>> Start Items
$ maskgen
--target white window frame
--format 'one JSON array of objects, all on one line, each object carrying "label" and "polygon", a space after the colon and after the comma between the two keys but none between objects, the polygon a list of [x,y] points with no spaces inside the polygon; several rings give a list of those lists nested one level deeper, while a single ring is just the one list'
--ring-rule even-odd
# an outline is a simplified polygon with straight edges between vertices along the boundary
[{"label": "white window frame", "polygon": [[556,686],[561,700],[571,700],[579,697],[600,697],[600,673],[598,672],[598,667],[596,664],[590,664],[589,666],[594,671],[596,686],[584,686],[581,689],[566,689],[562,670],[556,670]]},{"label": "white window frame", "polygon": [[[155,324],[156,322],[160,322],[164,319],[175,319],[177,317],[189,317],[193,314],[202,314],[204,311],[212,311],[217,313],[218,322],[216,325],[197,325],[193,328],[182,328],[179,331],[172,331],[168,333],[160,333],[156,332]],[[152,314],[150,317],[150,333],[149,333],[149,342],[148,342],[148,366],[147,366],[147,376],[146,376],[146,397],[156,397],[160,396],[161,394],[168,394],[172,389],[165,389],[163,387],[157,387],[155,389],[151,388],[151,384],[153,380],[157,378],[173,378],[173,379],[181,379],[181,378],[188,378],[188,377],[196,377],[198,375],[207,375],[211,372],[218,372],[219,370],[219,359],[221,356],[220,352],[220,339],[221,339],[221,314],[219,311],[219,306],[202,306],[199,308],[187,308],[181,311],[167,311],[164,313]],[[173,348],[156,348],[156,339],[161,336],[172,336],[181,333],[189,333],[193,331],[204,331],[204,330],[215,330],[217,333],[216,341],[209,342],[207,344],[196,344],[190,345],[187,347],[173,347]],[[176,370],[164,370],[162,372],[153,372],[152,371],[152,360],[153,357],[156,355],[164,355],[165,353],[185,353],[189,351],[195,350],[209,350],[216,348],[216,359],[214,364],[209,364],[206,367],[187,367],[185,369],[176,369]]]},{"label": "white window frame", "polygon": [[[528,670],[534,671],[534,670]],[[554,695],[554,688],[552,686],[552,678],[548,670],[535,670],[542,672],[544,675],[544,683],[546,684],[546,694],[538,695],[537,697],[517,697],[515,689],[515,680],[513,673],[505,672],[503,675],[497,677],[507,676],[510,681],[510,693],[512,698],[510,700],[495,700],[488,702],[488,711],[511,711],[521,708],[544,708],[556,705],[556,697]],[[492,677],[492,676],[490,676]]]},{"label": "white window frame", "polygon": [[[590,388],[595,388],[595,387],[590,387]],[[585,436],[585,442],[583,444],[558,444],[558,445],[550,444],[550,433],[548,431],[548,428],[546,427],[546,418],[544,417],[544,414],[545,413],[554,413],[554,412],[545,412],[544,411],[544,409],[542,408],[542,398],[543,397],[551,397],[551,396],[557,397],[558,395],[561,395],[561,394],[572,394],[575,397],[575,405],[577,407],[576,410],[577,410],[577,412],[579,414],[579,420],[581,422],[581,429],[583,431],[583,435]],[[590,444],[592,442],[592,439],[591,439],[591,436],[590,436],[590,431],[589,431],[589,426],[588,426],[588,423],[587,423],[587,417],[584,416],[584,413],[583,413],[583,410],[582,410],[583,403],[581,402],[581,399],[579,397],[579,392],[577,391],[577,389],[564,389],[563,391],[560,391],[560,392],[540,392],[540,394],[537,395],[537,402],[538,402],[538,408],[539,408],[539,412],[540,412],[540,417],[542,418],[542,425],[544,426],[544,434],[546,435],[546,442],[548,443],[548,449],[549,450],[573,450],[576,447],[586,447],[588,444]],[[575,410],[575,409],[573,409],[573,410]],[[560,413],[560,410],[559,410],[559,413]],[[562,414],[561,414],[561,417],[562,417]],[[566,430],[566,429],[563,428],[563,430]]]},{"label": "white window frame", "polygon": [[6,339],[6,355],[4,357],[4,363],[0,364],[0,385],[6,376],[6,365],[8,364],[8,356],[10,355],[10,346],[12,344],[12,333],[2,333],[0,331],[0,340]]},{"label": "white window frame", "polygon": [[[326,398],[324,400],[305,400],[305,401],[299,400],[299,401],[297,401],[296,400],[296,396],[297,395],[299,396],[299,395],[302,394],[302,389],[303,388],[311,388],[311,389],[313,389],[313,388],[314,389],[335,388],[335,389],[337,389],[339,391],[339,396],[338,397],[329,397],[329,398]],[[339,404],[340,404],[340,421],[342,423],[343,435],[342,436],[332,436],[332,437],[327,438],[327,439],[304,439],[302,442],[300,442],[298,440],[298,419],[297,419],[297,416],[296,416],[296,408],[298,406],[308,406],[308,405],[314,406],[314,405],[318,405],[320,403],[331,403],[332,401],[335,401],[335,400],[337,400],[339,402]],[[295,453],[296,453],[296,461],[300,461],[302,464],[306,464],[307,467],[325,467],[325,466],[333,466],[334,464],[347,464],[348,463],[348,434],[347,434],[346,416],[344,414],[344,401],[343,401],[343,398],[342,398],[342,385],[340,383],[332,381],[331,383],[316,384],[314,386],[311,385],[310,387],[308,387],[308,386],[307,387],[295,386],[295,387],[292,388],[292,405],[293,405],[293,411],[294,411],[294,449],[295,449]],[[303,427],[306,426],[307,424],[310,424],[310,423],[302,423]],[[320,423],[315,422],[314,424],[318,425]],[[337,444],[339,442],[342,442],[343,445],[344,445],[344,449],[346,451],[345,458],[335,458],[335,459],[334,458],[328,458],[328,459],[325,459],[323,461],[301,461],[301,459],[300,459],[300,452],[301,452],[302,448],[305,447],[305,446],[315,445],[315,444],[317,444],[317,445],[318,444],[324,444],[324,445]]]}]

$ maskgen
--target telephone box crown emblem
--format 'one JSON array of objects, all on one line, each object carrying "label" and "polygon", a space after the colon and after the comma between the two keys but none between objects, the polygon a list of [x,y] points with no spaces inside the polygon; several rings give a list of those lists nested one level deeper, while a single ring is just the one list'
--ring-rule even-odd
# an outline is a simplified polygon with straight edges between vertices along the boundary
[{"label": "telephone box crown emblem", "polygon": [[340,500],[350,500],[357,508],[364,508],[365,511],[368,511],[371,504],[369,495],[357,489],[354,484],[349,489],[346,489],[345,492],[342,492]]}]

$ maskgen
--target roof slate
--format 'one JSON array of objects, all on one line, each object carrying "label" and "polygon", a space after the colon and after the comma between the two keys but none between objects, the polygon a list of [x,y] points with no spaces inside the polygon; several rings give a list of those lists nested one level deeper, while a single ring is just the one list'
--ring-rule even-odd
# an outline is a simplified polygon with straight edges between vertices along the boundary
>> End Items
>> Start Items
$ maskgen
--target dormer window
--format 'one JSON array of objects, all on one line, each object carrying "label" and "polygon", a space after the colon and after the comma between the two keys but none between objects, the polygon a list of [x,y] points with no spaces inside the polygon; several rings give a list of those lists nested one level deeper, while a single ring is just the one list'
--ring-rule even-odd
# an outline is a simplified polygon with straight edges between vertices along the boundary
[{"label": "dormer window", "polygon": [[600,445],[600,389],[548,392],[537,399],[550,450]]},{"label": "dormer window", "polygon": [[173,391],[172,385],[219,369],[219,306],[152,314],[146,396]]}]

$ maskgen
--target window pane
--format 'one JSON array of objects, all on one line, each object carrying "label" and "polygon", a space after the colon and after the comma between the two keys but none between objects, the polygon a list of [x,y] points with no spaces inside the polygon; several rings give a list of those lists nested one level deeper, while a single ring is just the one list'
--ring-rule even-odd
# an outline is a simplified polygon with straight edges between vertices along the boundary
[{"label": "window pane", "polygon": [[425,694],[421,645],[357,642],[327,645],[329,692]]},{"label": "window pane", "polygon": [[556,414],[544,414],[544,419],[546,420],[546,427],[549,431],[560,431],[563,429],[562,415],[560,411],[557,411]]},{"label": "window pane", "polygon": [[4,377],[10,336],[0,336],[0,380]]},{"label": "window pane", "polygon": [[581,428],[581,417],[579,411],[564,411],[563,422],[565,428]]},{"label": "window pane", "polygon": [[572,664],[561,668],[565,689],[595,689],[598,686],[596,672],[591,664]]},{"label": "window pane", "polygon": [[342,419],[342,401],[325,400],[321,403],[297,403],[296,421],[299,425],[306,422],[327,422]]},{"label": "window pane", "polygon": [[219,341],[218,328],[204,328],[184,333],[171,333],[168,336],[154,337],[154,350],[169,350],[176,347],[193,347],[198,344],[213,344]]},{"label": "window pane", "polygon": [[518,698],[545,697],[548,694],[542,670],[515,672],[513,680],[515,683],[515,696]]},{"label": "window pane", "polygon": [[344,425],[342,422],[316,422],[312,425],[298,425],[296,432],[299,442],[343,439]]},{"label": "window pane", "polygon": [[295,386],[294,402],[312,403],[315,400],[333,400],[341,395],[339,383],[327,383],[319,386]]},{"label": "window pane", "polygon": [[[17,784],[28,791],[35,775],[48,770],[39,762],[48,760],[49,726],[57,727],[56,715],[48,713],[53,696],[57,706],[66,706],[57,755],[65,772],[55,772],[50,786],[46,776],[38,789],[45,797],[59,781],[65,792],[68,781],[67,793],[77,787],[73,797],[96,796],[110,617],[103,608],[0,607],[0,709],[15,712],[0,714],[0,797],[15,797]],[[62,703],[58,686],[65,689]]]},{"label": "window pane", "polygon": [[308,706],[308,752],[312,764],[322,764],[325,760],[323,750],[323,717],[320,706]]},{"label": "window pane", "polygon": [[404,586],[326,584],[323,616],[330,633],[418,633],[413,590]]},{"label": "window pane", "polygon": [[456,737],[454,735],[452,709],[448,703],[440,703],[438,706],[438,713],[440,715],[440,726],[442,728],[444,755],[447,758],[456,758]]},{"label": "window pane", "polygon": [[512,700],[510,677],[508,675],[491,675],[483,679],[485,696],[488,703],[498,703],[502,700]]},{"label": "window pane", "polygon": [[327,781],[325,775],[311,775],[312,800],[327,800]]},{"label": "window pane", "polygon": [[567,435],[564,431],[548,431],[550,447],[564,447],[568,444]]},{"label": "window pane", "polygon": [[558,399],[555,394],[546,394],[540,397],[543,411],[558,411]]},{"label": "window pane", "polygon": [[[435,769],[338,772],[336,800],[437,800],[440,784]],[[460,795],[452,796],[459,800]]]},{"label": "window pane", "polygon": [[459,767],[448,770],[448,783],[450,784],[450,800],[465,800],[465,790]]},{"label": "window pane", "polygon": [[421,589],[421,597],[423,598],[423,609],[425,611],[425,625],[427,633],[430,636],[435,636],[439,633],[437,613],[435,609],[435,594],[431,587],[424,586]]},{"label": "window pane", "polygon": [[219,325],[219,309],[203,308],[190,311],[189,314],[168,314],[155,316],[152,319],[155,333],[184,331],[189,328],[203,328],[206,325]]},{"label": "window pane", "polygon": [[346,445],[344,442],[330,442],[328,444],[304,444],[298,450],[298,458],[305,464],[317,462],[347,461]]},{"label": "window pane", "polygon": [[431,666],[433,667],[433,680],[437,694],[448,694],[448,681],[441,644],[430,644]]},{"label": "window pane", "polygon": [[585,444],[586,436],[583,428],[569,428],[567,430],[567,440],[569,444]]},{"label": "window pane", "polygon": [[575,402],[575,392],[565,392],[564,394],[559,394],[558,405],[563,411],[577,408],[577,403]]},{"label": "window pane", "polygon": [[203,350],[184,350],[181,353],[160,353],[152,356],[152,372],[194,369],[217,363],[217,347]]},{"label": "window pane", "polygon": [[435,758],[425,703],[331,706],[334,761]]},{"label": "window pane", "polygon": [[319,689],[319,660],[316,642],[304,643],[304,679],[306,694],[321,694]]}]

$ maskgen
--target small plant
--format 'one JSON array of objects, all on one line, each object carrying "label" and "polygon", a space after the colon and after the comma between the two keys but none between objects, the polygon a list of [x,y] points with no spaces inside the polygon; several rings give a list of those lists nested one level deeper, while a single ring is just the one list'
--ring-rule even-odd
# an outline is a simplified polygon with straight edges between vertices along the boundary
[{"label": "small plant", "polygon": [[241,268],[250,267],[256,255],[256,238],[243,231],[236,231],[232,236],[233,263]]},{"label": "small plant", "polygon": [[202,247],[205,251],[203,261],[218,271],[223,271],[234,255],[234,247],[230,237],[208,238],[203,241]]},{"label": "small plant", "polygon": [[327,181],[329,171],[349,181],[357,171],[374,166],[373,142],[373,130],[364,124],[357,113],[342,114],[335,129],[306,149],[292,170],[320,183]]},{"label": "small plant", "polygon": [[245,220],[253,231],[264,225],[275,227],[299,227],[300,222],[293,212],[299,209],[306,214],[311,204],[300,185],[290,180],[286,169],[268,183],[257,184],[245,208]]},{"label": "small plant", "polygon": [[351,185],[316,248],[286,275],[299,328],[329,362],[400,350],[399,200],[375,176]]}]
>> End Items
How many lines of the data above contain the string "target"? Case matters. Reply with the number only.

Response> 6